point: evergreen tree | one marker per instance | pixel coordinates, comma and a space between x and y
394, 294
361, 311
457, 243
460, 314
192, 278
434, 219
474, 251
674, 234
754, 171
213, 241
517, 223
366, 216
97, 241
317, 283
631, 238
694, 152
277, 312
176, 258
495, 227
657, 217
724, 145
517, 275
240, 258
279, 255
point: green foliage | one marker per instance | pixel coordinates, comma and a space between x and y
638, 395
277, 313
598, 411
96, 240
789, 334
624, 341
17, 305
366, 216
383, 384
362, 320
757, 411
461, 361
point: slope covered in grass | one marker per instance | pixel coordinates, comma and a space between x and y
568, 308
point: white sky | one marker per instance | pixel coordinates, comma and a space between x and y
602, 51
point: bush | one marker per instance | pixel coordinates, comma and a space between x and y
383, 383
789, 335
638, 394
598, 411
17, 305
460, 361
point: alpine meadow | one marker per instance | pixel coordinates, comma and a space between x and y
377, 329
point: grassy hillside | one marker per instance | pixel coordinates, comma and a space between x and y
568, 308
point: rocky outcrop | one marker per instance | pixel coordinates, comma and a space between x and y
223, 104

• • • • • • •

• EXERCISE:
Retype every one of the lines above, from first to last, with each character unchanged.

• EXERCISE SOLUTION:
point: evergreen tree | one marker per instance | pixel coordinates, comma and a space between x and y
394, 294
361, 311
457, 243
460, 314
192, 278
434, 219
474, 251
674, 234
754, 171
213, 241
517, 223
366, 216
97, 241
317, 283
631, 238
694, 152
277, 312
176, 258
495, 227
657, 217
724, 145
517, 275
240, 258
279, 255
point: green foliage | one marker per instance | pixel coordinates, comma and a space between x and y
638, 395
277, 313
598, 411
96, 240
789, 334
624, 341
17, 305
366, 216
383, 384
362, 320
757, 411
461, 361
point: slope covered in grass | one marker per instance | pixel coordinates, comma and a space between x and y
568, 308
point: white sky | one marker per instance | pixel coordinates, comma and a space between x and y
602, 51
point: bush | one marker per instance | pixel coordinates, comma and a space between x and y
383, 383
789, 335
638, 394
598, 411
17, 305
460, 361
point: alpine meadow | one marker per instance | pixel coordinates, comma and a space between x and y
377, 329
point: grassy hillside | one marker per instance | pixel coordinates, comma and a space between x and y
568, 308
point: rocky outcrop | one marker per instance | pixel coordinates, comma and a space between x and y
223, 104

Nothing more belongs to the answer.